TASK
The required output consists solely of the lines from the top of the listing through the line containing "Query: recessed ceiling light", transcribed exactly.

RECORDS FOR THE TASK

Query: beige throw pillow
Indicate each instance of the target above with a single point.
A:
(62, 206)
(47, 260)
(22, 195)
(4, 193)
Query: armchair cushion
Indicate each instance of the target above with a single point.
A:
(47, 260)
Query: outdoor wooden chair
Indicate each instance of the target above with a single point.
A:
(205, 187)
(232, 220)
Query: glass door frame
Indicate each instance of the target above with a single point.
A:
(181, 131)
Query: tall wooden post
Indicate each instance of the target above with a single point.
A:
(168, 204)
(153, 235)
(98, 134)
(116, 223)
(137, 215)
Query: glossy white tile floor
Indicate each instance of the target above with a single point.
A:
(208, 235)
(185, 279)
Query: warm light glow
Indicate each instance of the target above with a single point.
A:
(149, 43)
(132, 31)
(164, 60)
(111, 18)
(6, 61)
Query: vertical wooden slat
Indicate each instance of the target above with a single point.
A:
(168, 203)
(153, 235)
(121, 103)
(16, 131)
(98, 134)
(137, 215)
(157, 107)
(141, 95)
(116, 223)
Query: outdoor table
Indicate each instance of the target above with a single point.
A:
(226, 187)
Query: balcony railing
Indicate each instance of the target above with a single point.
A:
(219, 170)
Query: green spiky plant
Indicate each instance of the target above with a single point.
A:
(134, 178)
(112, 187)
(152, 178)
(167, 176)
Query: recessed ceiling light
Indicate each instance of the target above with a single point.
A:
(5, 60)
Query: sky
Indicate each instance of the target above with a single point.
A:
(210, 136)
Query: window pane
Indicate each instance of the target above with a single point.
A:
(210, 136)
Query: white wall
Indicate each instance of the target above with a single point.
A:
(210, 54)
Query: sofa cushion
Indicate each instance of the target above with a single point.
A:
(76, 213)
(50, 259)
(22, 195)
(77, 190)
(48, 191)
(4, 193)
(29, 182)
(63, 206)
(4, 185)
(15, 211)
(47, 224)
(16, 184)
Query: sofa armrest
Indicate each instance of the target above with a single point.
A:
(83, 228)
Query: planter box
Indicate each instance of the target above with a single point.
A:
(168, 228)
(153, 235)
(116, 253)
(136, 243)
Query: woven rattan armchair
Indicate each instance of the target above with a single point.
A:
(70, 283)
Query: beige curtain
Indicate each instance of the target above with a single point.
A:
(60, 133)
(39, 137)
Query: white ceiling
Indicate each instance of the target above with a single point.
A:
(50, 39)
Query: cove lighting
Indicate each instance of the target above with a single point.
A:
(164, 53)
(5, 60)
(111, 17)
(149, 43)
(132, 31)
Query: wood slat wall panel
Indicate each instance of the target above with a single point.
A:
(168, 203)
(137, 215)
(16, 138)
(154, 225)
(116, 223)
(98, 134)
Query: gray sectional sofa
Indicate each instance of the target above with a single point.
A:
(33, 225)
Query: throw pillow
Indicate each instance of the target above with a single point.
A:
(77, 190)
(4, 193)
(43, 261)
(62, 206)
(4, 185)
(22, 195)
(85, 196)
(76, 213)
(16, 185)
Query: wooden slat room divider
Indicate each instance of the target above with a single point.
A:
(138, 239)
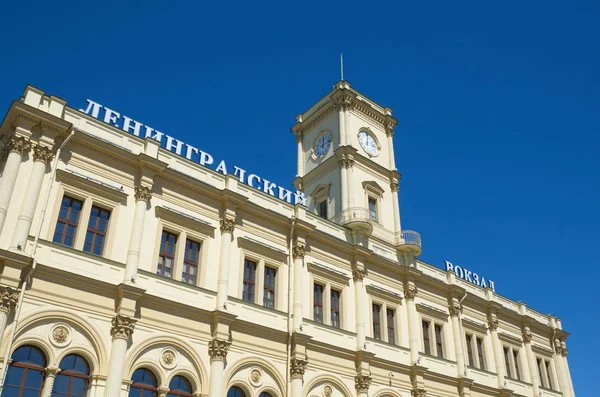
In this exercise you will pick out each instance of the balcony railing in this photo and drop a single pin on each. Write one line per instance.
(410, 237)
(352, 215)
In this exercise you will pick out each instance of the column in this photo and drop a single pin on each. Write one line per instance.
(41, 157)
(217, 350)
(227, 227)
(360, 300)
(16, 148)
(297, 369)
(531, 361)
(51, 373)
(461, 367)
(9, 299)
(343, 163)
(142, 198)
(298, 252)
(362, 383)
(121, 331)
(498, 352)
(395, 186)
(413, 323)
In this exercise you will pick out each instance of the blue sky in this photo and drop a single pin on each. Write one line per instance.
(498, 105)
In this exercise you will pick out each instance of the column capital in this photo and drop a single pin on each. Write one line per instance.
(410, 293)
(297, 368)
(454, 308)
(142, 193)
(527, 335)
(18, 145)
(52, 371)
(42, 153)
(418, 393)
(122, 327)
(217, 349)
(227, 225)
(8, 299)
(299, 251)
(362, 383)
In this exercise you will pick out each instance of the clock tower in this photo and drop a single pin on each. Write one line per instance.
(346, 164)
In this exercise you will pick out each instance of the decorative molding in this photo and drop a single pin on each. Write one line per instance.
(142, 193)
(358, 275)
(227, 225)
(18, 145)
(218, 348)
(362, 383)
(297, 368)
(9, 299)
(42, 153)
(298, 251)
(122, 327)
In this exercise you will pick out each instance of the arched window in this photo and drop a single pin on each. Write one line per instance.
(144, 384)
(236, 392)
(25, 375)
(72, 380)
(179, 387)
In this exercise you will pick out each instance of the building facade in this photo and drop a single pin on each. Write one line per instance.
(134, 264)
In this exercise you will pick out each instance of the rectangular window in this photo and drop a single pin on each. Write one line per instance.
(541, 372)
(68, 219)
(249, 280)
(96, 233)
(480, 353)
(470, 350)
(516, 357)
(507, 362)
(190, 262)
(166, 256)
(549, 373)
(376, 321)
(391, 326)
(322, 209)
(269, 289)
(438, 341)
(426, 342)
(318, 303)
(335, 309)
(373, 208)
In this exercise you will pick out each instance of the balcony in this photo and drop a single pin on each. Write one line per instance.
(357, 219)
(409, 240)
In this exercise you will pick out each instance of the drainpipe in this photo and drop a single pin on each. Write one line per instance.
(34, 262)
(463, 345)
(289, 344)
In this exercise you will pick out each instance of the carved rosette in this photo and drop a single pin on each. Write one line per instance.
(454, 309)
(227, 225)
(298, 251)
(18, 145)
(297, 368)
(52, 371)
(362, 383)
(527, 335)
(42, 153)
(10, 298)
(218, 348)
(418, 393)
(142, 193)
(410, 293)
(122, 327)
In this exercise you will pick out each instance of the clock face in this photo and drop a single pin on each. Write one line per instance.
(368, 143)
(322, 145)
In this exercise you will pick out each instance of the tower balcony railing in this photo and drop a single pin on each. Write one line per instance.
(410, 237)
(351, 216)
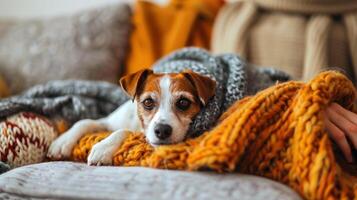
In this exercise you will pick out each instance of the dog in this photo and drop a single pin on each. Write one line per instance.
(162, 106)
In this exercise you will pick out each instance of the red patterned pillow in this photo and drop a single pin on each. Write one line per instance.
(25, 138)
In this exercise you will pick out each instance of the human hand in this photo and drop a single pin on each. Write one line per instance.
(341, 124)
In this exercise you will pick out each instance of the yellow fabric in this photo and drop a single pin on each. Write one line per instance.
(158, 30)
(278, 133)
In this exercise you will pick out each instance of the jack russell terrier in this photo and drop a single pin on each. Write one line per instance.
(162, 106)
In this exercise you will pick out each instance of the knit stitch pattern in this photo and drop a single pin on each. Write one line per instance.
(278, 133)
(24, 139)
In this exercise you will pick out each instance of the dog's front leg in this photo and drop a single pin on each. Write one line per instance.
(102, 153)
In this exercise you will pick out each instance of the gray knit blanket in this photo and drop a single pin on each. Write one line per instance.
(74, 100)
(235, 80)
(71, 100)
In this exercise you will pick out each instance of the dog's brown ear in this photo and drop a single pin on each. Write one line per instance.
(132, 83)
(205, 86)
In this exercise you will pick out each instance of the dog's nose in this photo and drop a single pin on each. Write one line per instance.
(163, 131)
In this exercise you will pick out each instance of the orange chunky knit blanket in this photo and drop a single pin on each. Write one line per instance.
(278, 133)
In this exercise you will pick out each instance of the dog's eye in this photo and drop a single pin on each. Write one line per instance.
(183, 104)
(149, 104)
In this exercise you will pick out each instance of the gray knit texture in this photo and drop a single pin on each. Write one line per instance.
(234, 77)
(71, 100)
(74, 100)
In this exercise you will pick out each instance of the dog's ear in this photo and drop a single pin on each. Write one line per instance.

FINAL ANSWER
Query: beige throw pillow
Indicate each instance of the target above with a single point.
A:
(62, 206)
(47, 260)
(22, 195)
(4, 193)
Query: armchair cushion
Indicate each instance of the target above with a single point.
A:
(47, 260)
Query: outdoor wooden chair
Indicate each instance of the target above with a single point.
A:
(205, 187)
(232, 220)
Query: glass door frame
Indicate each instance of the target above with a single point.
A:
(181, 131)
Query: tall wooden post
Indicate each instance of the target above with a single point.
A:
(168, 204)
(153, 235)
(98, 134)
(116, 223)
(137, 215)
Query: glossy white tile floor
Indicate each instance of the target above with a single point.
A:
(208, 235)
(185, 279)
Query: warm light glow
Indicate each instance of the target above with a single point.
A:
(149, 43)
(132, 31)
(164, 60)
(111, 18)
(6, 61)
Query: vertical wooden slat
Indicate each instance of the target above with a single point.
A:
(168, 203)
(153, 235)
(121, 103)
(16, 131)
(98, 134)
(137, 215)
(157, 107)
(141, 95)
(116, 223)
Query: outdoor table
Indicate each instance of the target above with a single point.
A:
(226, 187)
Query: balcony railing
Indicate each instance of the target above with a single point.
A:
(219, 170)
Query: green spiky plant
Indicate each instance of the target above with a single point.
A:
(134, 178)
(112, 187)
(152, 178)
(167, 176)
Query: recessed ceiling light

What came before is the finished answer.